Continúa el fragmento sobre el padre Tarsicio a partir de su última oración.

> **FRAGMENTO PARA LEER**:
***

Entrevistar a una persona de casi cien años es un ejercicio bastante egoísta, sobre todo si se hace cuando se rondan los treinta. Porque a los treinta se aprende a vivir; y a los cien se han aprendido –casi– todas las lecciones. Parece que se da voz al entrevistado, pero en el fondo se da vida al entrevistador.

Me seducía la aureola del padre Tarsicio. Era una especie de soldado, fiel a unos principios desde los 16 años. Fraile capuchino. Un milagro en esta sociedad líquida. El último de esa generación que creció descubriendo nidos y merendando lo que caía de los árboles. “¿Sabe usted lo que es jugar a las chapas?”, me preguntó con visible inquietud.

Lo hizo recostado en una silla, envuelto en ese hábito marrón que se prende a la cintura con una cuerda blanca. El padre Tarsicio, a primera vista, me pareció muy serio. Pero conforme avanzaba la conversación, se le iba escapando la risa. Porque Tarsicio, historiador contrastadísimo, se sentía en la obligación del rigor.

Con esa inconsciencia típica de la juventud, le provoqué: “Padre, será usted fraile, pero le ha dedicado a Isabel la Católica mucho más tiempo que a la virgen”. Se lo dije con su librote en mis manos, manual de referencia para los investigadores. A medio camino entre la risa y la sorpresa, me contestó: “¡Se equivoca! ¡A la virgen le he dedicado toda mi vida!”.

Soy un chaval volátil, crecido en la sociedad del usar y tirar, por eso me sedujo tanto el padre Tarsicio. Con sus manos callosas, fibrosas de tanto escribir, acostumbradas a reparar. A remendar. Sí, ese es el verbo. ¡Remendar! Tarsicio y yo nos hicimos amigos. ¡Tan distintos! ¡Tan desempatados! Desde aquel día, inauguramos una relación epistolar. “Dilectísimo amigo” –empezaba–. Luego se despedía: “Siempre contigo, deseándote todo bien”. Ya me trataba de tú. Yo a él nunca le retiré el usted. No por ser cura, sino por ser el padre Tarsicio.

***

> **MATERIAL**:
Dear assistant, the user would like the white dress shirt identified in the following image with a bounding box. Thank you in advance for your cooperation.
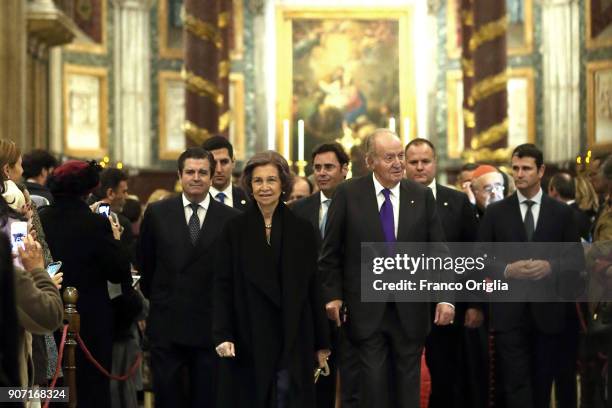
[427,178,438,200]
[372,173,400,239]
[516,188,542,226]
[210,183,234,207]
[182,194,210,228]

***

> **RESULTADO DEL EJERCICIO**:
Me mandaba sus correos desde la celda. Yo le respondía a horas intempestivas desde bares, restaurantes, mi casa, el Congreso de los Diputados o donde me pillara. Vayamos al principio, porque tengo mucho que contar, padre. Imagino que puedo interpelarle, ya que usted sí creía en el cielo, y por tanto podría estar leyendo esto.

Por cierto, me encantaría que, cuando me llegue la hora, si atiende usted esta plegaria, me pase lo que a su admirado Baroja. Uno de los amigos puso la mano en su lapida del cementerio civil y dijo: “Pobre don Pío, ¡qué susto se habrá llevado al llegar al cielo!”. 

Jesús Morrás nació en Azcona –un pueblecito minúsculo del Valle de Yerri– en el invierno de 1923. Miembro de una familia “humilde y campesina, pero no mendiga”. Sus padres vivían del campo y de una tienda de ultramarinos que improvisaron en casa.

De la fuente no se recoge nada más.